▸ MATERIAL PROVIDED:
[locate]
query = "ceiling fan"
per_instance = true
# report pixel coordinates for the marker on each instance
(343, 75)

▸ WRITTEN INSTRUCTION:
Can you reproduce every line of the records above, requests included, but scale each pixel coordinate in the answers by 0.95 and round it to a whole number, with halves rounding up?

▸ ANSWER TO THE TASK:
[locate]
query = "ceiling fan"
per_instance = true
# report pixel coordinates for the marker on each instance
(326, 71)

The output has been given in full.